§ **TASK MATERIAL**:
★ ★ ★ ★ ★
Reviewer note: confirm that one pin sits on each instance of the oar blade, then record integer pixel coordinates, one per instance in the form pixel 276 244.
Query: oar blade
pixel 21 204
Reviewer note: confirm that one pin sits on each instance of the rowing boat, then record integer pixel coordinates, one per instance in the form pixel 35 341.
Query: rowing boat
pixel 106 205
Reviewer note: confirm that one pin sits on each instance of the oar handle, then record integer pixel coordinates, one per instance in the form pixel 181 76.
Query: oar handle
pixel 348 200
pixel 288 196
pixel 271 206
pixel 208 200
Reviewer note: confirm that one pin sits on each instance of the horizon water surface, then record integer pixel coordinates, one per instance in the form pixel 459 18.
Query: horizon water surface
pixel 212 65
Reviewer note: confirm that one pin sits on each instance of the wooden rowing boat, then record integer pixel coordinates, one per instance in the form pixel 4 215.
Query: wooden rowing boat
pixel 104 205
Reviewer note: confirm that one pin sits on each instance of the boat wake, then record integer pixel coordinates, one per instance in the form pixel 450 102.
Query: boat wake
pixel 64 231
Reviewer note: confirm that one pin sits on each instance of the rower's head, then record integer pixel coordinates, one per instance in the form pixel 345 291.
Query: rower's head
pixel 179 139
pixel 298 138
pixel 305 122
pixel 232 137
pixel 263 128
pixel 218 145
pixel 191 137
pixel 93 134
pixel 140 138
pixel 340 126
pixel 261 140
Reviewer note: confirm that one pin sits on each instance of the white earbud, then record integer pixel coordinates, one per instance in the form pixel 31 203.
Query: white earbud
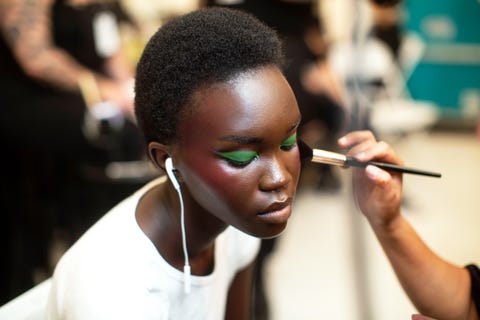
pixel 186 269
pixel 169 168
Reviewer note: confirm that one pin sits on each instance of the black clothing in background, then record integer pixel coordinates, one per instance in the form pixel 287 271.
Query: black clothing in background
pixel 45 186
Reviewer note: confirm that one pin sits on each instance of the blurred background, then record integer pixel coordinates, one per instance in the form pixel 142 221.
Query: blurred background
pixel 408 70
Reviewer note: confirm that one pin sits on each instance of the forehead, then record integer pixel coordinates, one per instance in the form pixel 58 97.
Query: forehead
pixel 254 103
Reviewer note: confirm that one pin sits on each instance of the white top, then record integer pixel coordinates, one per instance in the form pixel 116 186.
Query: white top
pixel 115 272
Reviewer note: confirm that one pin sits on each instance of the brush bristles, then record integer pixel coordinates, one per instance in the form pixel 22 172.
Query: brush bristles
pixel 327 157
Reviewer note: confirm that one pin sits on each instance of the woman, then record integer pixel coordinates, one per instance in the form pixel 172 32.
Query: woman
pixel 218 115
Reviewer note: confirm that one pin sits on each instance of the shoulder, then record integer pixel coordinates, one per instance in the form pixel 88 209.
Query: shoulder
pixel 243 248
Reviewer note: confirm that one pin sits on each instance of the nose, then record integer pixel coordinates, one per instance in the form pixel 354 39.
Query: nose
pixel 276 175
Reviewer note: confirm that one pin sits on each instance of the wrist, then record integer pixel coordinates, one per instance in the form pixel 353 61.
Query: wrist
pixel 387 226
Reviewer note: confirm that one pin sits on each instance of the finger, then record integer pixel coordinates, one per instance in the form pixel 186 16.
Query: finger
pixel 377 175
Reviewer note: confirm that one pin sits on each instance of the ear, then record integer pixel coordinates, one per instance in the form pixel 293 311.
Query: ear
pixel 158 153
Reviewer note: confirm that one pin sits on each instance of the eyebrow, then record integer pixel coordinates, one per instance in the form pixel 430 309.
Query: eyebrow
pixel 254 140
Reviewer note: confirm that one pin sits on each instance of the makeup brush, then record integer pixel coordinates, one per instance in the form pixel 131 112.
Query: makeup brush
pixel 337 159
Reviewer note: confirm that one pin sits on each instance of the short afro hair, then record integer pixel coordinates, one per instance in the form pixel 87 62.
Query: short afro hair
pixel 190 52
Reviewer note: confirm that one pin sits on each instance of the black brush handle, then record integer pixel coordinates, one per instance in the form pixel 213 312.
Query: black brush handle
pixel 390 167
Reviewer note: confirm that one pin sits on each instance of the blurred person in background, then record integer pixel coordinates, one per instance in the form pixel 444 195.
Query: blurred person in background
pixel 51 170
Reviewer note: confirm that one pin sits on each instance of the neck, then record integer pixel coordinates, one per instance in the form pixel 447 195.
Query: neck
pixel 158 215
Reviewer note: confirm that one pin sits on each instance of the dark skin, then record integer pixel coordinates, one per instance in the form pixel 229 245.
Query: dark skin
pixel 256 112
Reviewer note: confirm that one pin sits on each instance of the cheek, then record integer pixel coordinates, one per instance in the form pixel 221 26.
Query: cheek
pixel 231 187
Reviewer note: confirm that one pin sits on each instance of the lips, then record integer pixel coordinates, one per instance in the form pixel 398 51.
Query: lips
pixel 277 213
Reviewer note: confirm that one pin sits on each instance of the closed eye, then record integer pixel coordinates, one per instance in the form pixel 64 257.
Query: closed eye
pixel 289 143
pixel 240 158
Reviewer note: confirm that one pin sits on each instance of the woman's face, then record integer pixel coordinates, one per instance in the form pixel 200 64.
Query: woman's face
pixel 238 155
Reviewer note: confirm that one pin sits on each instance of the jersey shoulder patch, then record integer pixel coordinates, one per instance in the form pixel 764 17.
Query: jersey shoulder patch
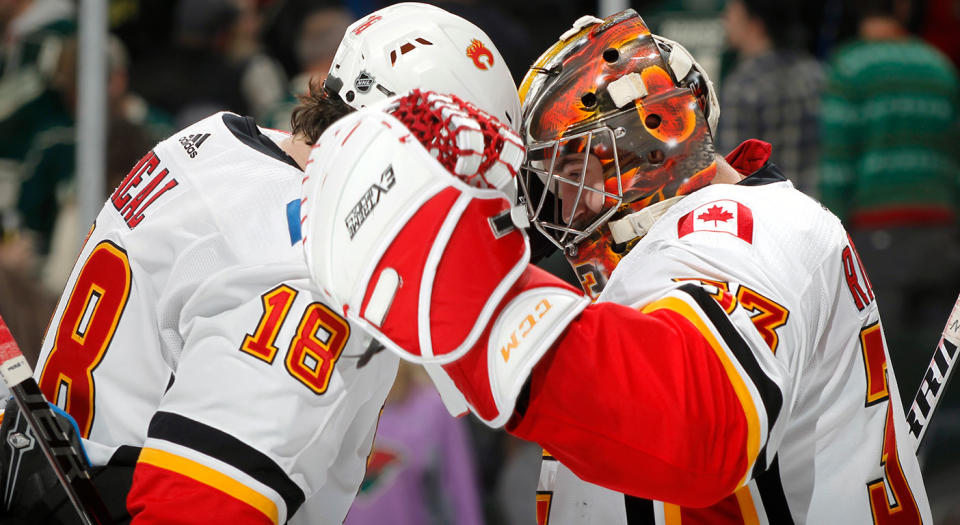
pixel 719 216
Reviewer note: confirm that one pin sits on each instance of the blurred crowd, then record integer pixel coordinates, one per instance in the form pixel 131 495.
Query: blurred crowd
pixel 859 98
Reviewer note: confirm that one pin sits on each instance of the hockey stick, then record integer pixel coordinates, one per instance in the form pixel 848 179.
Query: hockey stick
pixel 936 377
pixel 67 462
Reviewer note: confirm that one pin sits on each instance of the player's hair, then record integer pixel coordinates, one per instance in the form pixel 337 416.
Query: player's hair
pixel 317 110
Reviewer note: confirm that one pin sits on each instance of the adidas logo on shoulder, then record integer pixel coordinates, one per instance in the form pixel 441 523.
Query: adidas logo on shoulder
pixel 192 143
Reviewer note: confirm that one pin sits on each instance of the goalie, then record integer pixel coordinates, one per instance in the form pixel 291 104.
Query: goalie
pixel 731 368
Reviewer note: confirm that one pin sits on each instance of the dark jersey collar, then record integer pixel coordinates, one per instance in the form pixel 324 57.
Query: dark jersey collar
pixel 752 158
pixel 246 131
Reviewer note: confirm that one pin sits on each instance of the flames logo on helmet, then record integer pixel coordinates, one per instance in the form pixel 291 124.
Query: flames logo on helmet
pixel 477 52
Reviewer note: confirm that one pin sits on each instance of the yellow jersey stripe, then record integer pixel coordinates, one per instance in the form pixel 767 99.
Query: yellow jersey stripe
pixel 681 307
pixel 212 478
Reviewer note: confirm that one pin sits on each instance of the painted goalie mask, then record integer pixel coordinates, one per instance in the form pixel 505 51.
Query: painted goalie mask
★ ★ ★ ★ ★
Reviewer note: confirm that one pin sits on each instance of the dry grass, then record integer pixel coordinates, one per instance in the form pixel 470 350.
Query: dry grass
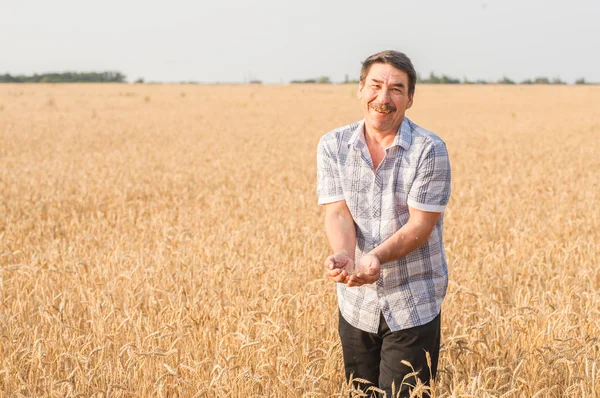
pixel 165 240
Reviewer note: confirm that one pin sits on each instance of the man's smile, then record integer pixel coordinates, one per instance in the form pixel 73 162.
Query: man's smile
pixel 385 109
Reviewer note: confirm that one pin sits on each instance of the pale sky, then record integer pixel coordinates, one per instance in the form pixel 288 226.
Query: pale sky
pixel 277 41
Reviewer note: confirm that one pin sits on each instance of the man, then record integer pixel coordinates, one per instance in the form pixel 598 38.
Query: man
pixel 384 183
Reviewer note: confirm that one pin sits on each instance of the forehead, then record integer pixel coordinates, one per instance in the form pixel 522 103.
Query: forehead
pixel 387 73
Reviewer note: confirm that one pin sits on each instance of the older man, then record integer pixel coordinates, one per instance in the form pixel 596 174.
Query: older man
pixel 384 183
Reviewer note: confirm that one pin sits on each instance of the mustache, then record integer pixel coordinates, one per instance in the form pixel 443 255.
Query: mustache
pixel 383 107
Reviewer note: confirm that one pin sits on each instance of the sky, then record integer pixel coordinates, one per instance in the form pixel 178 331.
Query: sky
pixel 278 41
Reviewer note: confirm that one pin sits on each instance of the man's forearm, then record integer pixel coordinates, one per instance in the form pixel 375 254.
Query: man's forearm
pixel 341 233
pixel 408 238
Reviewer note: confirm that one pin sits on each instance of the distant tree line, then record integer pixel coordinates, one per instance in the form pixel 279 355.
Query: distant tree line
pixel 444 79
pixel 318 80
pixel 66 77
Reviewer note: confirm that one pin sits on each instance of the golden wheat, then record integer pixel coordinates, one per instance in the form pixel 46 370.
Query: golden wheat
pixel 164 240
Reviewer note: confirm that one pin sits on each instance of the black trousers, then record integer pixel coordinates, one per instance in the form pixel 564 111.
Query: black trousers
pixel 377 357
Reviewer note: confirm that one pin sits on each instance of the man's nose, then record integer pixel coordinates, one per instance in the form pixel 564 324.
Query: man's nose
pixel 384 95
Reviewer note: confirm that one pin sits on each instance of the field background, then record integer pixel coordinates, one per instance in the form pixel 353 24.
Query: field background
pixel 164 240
★ ★ ★ ★ ★
§ **THE EXERCISE**: Lay out the entries from the line containing "pixel 131 112." through the line containing "pixel 719 216", both ends included, as a JSON list of strings with one string per line and no blank lines. Leave the pictures out.

§ **TASK RESPONSE**:
[
  "Reviewer note: confirm that one pin sits on each instance of the makeup brush, then record integer pixel coordinates, one per instance in the form pixel 131 112.",
  "Query: makeup brush",
  "pixel 337 159",
  "Reviewer note: confirm that one pin sits on each instance of the short afro hair, then record integer pixel coordinates, one per instance in the form pixel 87 62.",
  "Query: short afro hair",
  "pixel 190 52",
  "Reviewer note: confirm that one pin sits on each instance of the black brush handle, then record integer pixel coordinates, one per instance in the form pixel 213 312.",
  "Query: black brush handle",
  "pixel 390 167",
  "Reviewer note: confirm that one pin sits on each instance of the blurred person in background, then record integer pixel coordinates, one per instance in the form pixel 444 195.",
  "Query: blurred person in background",
  "pixel 51 170",
  "Reviewer note: confirm that one pin sits on each instance of the neck, then record integer pixel coordinates, one per instance in the form pixel 447 195.",
  "Query: neck",
  "pixel 158 215",
  "Reviewer note: confirm that one pin sits on each instance of the dark skin, then record integer pixel coordinates, one per instance in the form pixel 229 245.",
  "Query: dark skin",
  "pixel 256 112",
  "Reviewer note: confirm that one pin sits on each instance of the cheek, then record integer pixel coordinates, one per instance in the form pixel 221 26.",
  "Query: cheek",
  "pixel 231 187",
  "Reviewer note: confirm that one pin sits on each instance of the lips, then record integer pixel coordinates, one per instance in the form pixel 398 51.",
  "Query: lips",
  "pixel 277 213",
  "Reviewer note: confirm that one pin sits on each instance of the closed eye, then record integer pixel coordinates, one per instance in the form pixel 64 257.",
  "Query: closed eye",
  "pixel 289 143",
  "pixel 240 158",
  "Reviewer note: confirm that one pin sits on each instance of the woman's face, then record integer pixel coordinates, one per instance in the form pixel 200 64.",
  "Query: woman's face",
  "pixel 238 155",
  "Reviewer note: confirm that one pin sits on each instance of the jersey shoulder patch, then record integer pixel coordinates, one per instance in the form pixel 764 17.",
  "Query: jersey shoulder patch",
  "pixel 719 216"
]